------ Records shown

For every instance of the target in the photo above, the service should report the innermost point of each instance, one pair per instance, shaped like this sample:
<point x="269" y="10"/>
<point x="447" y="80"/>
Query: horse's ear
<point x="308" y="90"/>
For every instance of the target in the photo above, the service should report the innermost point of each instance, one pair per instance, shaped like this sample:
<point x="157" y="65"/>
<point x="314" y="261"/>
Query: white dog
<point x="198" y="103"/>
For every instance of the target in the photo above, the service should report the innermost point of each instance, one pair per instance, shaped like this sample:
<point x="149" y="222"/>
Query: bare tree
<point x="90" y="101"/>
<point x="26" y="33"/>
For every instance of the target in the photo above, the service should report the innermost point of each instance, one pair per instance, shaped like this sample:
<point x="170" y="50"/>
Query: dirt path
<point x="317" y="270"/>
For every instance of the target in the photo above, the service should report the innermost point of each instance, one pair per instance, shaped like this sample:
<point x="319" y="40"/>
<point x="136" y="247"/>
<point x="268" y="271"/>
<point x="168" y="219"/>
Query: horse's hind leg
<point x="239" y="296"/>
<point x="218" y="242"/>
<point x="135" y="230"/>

------------

#### Task goal
Above are the records; copy all of them exactly.

#### Task result
For every instance of the target in the photo above, the service should report the innermost point of each instance, one pair per instance, shaped like this sample:
<point x="269" y="10"/>
<point x="447" y="80"/>
Query: horse's ear
<point x="308" y="90"/>
For every instance of the target in the photo above, the service should report the innermost point of each instance, one pair per instance, shaped like this sample:
<point x="157" y="65"/>
<point x="314" y="261"/>
Query: white dog
<point x="198" y="103"/>
For every instance of the target in the photo above, the service should report the innermost point of each instance, one pair per instance, shaped like this sample:
<point x="149" y="222"/>
Query: bare tree
<point x="90" y="101"/>
<point x="26" y="33"/>
For every instance of the target in the photo above, the service should report the innermost point of each instance, one pair per instance, shaped like this sample:
<point x="170" y="50"/>
Query: dirt path
<point x="317" y="270"/>
For every instance of the target in the photo above, the service should report the innermost point of each instance, one pair per instance, shaped like this sample:
<point x="319" y="40"/>
<point x="136" y="247"/>
<point x="268" y="271"/>
<point x="168" y="219"/>
Query: horse's hind leg
<point x="239" y="296"/>
<point x="218" y="242"/>
<point x="135" y="230"/>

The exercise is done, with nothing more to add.